» **WORK ITEM**:
The data below should be duplicated in full, unchanged.

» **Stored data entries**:
[Start of section]

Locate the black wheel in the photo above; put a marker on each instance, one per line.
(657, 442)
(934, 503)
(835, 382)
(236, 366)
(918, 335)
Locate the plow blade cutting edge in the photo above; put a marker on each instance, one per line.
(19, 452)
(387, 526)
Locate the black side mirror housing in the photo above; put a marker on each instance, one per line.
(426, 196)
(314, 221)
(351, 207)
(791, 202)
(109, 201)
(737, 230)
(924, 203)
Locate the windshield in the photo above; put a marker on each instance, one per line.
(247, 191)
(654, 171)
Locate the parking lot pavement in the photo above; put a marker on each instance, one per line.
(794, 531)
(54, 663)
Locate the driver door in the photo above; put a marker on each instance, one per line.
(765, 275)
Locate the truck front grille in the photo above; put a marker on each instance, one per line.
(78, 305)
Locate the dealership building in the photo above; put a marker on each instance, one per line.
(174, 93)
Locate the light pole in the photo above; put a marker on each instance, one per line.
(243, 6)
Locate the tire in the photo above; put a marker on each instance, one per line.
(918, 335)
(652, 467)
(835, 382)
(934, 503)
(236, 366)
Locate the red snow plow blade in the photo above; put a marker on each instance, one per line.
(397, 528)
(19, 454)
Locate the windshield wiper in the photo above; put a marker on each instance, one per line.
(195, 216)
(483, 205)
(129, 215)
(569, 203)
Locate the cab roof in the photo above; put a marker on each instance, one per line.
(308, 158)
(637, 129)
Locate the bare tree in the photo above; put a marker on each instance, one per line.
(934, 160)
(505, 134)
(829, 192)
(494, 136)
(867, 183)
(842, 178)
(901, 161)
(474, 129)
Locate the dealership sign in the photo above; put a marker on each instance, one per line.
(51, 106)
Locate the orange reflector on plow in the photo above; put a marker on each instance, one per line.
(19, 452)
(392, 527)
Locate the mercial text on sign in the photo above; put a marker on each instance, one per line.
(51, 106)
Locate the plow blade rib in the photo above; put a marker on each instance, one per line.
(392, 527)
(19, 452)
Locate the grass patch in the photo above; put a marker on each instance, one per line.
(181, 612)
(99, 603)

[End of section]

» **ANSWER SPACE**:
Locate the black wheel in the photo above; put a marker on each instance, one per line.
(657, 442)
(934, 503)
(835, 382)
(236, 366)
(918, 335)
Locate the plow blade cutting edge in the photo above; put a marker on each instance, one per line.
(19, 452)
(387, 526)
Locate the black side mirror housing in the photo above; put a marker on each instance, one per line.
(426, 196)
(314, 221)
(351, 207)
(791, 202)
(109, 201)
(737, 230)
(924, 203)
Locate the windshield in the photo above; put a marker on each instance, one per line.
(247, 191)
(654, 171)
Locate the parking lot pavement in the photo above; put a marker on each instance, one per line.
(794, 531)
(54, 663)
Locate the driver door in the photo above; put a marker on each instance, one per line.
(765, 275)
Locate the truck front grille in the photo above; put a marker on each instance, one per line.
(78, 305)
Locate the dealership building in the photo above; put a marker on each instance, one per line.
(174, 93)
Locate the light pole in the photo above; put a marker on each instance, one per line.
(243, 6)
Locate the tire in the photo above; put a marker on each instance, one per line.
(918, 335)
(652, 467)
(835, 382)
(934, 503)
(236, 366)
Locate the red snow plow blade in the photo above; put a marker on each instance, one per line.
(397, 528)
(19, 454)
Locate the windshield wiper in the photo above; put a marker on each instance, one per line.
(195, 216)
(483, 205)
(129, 215)
(569, 203)
Locate the cab roof in the photo above; put a marker on each instance, one per line.
(308, 158)
(637, 129)
Locate the bare tree in the photo above; put a marker on each instance, one per line.
(934, 160)
(505, 134)
(829, 192)
(494, 136)
(867, 183)
(842, 178)
(901, 161)
(474, 129)
Locate the dealership sign in the photo above; put a marker on each instance, one per line.
(51, 106)
Locate the orange reflector on plow in the photo above; put a marker on each instance, one per line.
(19, 452)
(392, 527)
Locate the mercial text on sign in the photo above; put a marker on each instance, one per line.
(51, 106)
Locate the plow blade rib in the photo above; put a marker on each instance, one per line.
(392, 527)
(19, 452)
Locate the grass patch in the photo above; put a marker on each instance, one per line.
(181, 612)
(99, 603)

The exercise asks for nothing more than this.